» **Quoted text**

%%

7. U-Build Battleship. It's Battleship. If I have to say more, you're reading the wrong blog.
8. Yin-Yang. This is another crappy Reiner game, which is no surprise, because 'crappy' and 'Reiner' go together like fleas and a dog's ass. This is one of those math exercises where you try to reach some sort of mathematical goal, but have virtually no control over the outcome and end up wondering why games like this ever get reprinted. Hint: It gets reprinted because it's a Reiner game, and some people will buy anything if it has Reiner Knizia's name on it.
9. Crossroads at Darklion Pass. There are small-press games that are simply unfortunate, and then there are games that are such devastating failures that everyone involved in the production should flee the country and change their names. Crossroads is one of those disaster games that screams abject failure, with art designed by blind people and rules designed by a calculator. Avoid at all costs.
10. Legitimacy. If you ever have the hankering to play a pointless roll-and-move game with cards that fall apart and extra rules that don't add anything, then you could just play Chutes and Ladders and toss in some drinking rules. Don't play Legitimacy.
So that's the list of games you should not buy. It only covers games I played this year, and I skipped a few that other people actually liked. If you want a list of favorites, try a site where the writers are in a good mood every now and then. Ask me about games at Christmas, this is what you get. Be grateful I didn't rant about Christmas carols and mall traffic.
5 comments:
I managed to sell my copy of Isle of Dr. Necro for the same price I paid for it. Yay! One of this year's small wins.
There had to be a reason The Isle of Dr. Necro was given to me for free at GC this year, lol!
Great list, thanks for sharing
Hendal
And guess what? Knizia made Buzz It! ;-)
Words, they can a-hurt.
Matt Drake, you are a horrrible, disgusting individual. Not for your awesome game reviews, humorous references to disabled people and loose women with drug habits, or your foul language.
No, sir, you suck because you made me sing the godd**n Ballad of Bilbo Baggins with this review. I hope you agree that it makes it OK for me to have briefly wished your mother had made different family planning decisions.

%%

» **Recorded information**
%%

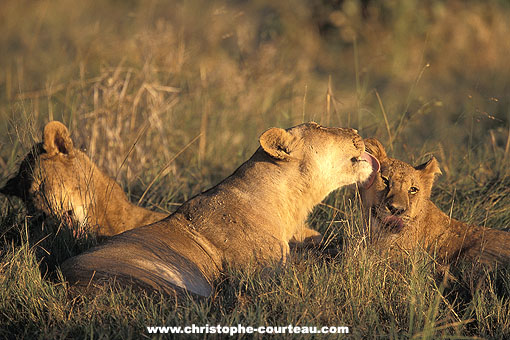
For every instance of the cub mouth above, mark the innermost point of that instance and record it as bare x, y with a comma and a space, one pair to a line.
391, 223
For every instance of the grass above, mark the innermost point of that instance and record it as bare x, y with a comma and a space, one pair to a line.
138, 82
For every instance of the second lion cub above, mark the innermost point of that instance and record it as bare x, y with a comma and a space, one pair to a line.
403, 217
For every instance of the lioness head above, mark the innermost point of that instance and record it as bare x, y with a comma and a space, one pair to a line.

%%

» **Work required**
Answer these about the game list above:
1. Which game is said to have cards that fall apart?
2. What number does Crossroads at Darklion Pass have in the list?
3. Which game did one commenter sell for the same price they paid for it?

» **Completed exercise**
1. Legitimacy
2. 9
3. Isle of Dr. Necro